Son bébé a fait la Une des journaux dans l’affaire du shelter l’Oiseau du Paradis. À plusieurs reprises, son histoire a été mentionnée sans qu’elle en soit au courant. Sylvanie M. l’avoue, elle est complètement déconnectée de la réalité. 

Mère de 4 enfants à 27 ans, elle avance que la vie ne lui a pas fait de cadeau. Elle ne s’apitoie pas sur son sort. Concède avoir fait de mauvais choix parfois, qui l’ont conduite à cette situation. 

Accusée d’avoir abandonné son enfant, elle a été étiquetée d’être une mauvaise mère. Elle a pris la parole pour la première fois cette semaine pour raconter son histoire. Avec ses mots. Elle explique qu’elle ne souhaite pas se dédouaner mais voudrait que les gens ne la jugent pas sans avoir essayé de se mettre dans ses souliers. 

Sylvanie habite à Résidence La Cure. Elle a été scolarisée jusqu’aux premières années du secondaire. « Par laswit, mo finn fer bann move swa. » Elle ne veut pas blâmer ses amis. « Je ne peux pas dire que c’est à cause d’eux que je suis tombée dans cet enfer. Oui, j’ai essayé avec eux mais j’avais le choix de ne jamais essayer ou de ne pas continuer. Je suis fautive. »

Elle explique que cela lui a valu de passer des années d’enfer à tenter de s’en sortir. « Mo pa kone kifer mo pa resi sorti ladan. Enn ta fwa monn seye mem. Mo pa resi. » Elle veut cependant remercier les membres de sa famille qui sont là pour elle. « Mo mama, mo ser, zot tou zot la pou mwa. Zot konpran mwa, zot ed mwa. »

- Enregistrements extraits
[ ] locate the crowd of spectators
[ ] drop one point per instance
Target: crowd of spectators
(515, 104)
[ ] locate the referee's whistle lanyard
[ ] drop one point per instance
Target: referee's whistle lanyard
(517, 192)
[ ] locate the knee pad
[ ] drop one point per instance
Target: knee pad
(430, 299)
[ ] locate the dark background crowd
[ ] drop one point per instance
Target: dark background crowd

--

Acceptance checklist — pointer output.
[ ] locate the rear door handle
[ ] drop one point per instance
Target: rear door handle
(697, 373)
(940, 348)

--

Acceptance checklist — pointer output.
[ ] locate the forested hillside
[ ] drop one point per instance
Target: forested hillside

- Travail demandé
(1) Selon le texte sur Sylvanie M., jusqu'à quel niveau a-t-elle été scolarisée ?
(2) Poursuivez le texte sur le témoignage de Sylvanie M. après sa dernière phrase.

- Réponses attendues
(1) Jusqu'aux premières années du secondaire.

(2)
Deux de ses enfants habitent avec elle. « CDU finn pran enn zanfan ek mwa dan konfinma kan mo finn akouse lopital. Mo pa mem kone pou ki rezon. Zanfan ti bien. Zot inn fer lapolis vini ek inn dir mwa mo pa kapav pran li. Zordi mo pa mem kone kot li été. »

L’autre enfant dont elle a accouché en août dernier est toujours admise aux soins intensifs. Elle dément avoir abandonné l’enfant à sa naissance. « Si mo ti bizin abandonn li mo ti pou al premie ou deziem zour mem. Kan monn gagn desarz ki monn kit lopital. Mo ti pe vinn get mo zanfan. Finn arive mo pann ena kas transpor mo pann kapav vini me kan monn revinn get li, zot inn anpes mwa. Zot dir mwa CDU ki pou pran zanfan-la. Monn per monn ale. »

Elle a été arrêtée le lundi 7 novembre sous une accusation de Family abandonment (article 260(3) du code civil mauricien). Elle a par la suite été libérée après avoir fourni une caution de Rs 3 000 le vendredi 12 novembre. Elle réclame le droit de voir sa fille et d’obtenir de ses nouvelles, disant qu’elle n’a jamais su que l’enfant était admise aux soins intensifs. 

Plus important, elle demande de l’aide. « Je voudrais pouvoir bénéficier d’un programme de réhabilitation pour m’en sortir. » À côté d’elle, sa maman Brinda lance un appel aux autorités et à tous, pour que sa fille soit soutenue au lieu d’être montrée du doigt. 

Toxicomane depuis l’adolescence : «Lorsque j’ai fait une dépression, j’ai sombré à nouveau»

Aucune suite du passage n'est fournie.